Re engine ,shaft drive 50hp

I changed a 55hp VP for a Yanmar in 2007.
The fact that the exhaust needed a larger pipe and exited the engine to port instead of to starboard caused a lot of installation changes.
So did the lower prop-shaft axis position which ended in the adoption of a Python Drive and thrust bearing mountings.
The alternator position and type also added to the electrical installation issues.
After ten years use, the gearbox oil cooler developed a leak into the gearbox oil. An anti-syphon valve stuck closed and flooded the engine. The exhaust elbow eroded through and a valve spring broke.
On the lucky side , there was a brilliant diesel engineer in Portimao, who refurbished the Yanmar completely for a song.
In 2017, Yanmar were offering both mechanical and electronic control versions of their 55 HP engines. Apparently it was EU environmental rules driving the engines to electronic control.
 
Why not another Vetus? The M4 series would seem to fit the bill. Five years ago I found their price extremely competitive, the service excellent, and the Mitsubishi based diesel proved utterly reliable. What’s not to like?

───

Objectives:
**a.** Reproduce word for word the portion of the engine replacement post from "The fact that" to "electrical installation issues.".
**b.** In the engine replacement post, where was the diesel engineer who refurbished the Yanmar?

───

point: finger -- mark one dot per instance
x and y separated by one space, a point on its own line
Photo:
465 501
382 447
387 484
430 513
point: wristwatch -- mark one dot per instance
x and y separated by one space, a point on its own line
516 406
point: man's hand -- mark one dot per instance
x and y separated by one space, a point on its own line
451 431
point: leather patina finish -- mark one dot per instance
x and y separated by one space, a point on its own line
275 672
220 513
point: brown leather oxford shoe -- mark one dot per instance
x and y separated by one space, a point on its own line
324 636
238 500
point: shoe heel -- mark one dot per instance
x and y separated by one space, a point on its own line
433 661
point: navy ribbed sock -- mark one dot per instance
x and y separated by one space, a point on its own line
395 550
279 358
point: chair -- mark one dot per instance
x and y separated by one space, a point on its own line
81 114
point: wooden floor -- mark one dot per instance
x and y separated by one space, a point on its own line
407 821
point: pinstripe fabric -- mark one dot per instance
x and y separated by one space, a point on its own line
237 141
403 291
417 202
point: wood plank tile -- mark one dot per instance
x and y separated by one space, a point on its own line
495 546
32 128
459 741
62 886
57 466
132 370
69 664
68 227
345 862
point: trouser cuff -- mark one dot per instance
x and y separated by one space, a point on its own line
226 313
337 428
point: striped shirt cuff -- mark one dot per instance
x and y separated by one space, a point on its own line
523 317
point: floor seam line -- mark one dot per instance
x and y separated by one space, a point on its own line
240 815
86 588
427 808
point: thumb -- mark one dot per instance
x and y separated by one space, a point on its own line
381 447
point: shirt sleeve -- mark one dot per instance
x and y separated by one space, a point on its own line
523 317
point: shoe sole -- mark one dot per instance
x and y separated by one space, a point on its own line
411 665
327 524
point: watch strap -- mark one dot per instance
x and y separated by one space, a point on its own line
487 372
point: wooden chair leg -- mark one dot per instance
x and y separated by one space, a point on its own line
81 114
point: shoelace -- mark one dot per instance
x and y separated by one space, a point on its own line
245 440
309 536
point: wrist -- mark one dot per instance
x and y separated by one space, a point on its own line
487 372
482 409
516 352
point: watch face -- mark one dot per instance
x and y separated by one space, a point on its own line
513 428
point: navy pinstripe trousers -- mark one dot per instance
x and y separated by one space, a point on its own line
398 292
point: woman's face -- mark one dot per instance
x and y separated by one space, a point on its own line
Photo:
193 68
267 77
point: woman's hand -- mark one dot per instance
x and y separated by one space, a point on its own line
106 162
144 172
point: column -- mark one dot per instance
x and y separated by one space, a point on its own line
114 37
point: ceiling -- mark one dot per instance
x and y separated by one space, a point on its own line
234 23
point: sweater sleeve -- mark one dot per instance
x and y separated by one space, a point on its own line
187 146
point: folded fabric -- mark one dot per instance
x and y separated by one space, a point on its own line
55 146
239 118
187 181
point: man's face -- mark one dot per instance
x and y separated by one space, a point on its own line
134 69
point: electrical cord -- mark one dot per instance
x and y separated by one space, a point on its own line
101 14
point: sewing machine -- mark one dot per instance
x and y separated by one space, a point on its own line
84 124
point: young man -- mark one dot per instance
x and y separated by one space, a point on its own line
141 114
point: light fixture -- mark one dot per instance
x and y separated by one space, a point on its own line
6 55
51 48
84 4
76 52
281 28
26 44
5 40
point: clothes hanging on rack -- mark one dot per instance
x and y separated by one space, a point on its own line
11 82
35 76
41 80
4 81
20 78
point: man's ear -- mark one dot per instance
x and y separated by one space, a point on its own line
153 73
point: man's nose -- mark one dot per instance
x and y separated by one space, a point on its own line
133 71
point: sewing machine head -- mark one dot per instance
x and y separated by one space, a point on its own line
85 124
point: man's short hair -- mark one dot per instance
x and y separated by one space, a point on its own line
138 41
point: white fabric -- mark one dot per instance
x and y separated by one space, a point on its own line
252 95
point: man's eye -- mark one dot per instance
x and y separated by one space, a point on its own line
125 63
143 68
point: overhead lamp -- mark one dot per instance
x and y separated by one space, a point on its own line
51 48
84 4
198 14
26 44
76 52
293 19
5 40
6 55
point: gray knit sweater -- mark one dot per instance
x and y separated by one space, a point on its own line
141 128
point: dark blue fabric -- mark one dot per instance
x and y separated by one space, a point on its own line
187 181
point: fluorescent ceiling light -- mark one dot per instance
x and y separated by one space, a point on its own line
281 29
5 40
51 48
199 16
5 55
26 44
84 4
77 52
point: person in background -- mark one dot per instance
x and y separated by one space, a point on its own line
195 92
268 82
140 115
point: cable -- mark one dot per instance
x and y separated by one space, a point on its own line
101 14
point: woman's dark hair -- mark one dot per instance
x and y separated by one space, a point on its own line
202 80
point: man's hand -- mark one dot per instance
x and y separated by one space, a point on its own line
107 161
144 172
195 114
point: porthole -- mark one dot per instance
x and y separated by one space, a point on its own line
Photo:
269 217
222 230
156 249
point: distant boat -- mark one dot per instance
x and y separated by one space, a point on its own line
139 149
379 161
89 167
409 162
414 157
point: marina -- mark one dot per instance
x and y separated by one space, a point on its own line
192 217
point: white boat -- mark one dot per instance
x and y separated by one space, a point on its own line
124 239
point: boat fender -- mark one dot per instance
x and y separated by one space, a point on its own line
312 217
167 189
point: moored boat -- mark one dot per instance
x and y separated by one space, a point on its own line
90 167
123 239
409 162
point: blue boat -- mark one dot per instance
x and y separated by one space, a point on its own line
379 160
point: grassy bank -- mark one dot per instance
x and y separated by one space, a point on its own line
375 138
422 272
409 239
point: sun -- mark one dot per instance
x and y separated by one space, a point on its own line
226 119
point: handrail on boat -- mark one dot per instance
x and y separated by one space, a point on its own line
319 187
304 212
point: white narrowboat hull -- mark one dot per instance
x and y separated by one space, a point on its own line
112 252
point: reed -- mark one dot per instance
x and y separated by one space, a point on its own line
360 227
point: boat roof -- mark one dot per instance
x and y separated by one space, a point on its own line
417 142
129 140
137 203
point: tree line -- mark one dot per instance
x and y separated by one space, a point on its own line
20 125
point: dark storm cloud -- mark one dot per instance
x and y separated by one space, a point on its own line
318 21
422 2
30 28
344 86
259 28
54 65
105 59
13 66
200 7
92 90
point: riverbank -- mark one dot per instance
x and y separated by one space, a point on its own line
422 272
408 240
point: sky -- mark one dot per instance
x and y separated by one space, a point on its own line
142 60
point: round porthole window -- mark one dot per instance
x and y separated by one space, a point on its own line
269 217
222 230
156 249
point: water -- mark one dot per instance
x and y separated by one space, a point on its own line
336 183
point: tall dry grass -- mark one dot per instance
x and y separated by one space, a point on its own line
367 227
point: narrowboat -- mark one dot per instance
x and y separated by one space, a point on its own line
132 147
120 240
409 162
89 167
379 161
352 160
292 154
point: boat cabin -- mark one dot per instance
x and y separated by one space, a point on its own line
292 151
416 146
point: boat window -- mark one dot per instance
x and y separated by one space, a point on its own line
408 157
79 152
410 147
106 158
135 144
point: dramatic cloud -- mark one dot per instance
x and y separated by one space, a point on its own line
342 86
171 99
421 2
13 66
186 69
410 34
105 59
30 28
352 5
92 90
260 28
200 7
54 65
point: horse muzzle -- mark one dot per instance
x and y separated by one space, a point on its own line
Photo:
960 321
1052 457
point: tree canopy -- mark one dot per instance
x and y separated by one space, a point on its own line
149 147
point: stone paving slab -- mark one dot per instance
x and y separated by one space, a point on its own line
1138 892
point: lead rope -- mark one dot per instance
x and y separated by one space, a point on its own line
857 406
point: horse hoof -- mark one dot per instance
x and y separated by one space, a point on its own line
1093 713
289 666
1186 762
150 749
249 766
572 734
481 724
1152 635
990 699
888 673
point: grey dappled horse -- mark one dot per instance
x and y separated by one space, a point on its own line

───

The solutions:
**a.**
The fact that the exhaust needed a larger pipe and exited the engine to port instead of to starboard caused a lot of installation changes.
So did the lower prop-shaft axis position which ended in the adoption of a Python Drive and thrust bearing mountings.
The alternator position and type also added to the electrical installation issues.

**b.** Portimao